[Supplied data Boundary: Start]
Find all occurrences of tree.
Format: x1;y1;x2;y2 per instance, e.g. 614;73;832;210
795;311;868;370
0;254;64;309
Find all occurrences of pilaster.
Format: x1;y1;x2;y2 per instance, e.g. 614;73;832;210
[Supplied data Boundary: End]
[Supplied data Boundary: Start]
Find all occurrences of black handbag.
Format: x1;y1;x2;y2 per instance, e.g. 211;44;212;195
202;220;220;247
[Supplied data Boundary: End]
To do —
Copy every line from the records above that contains the string "Find".

Task solution —
Find all occurrences of tree.
Find all occurrences of pilaster.
Find all occurrences of black handbag.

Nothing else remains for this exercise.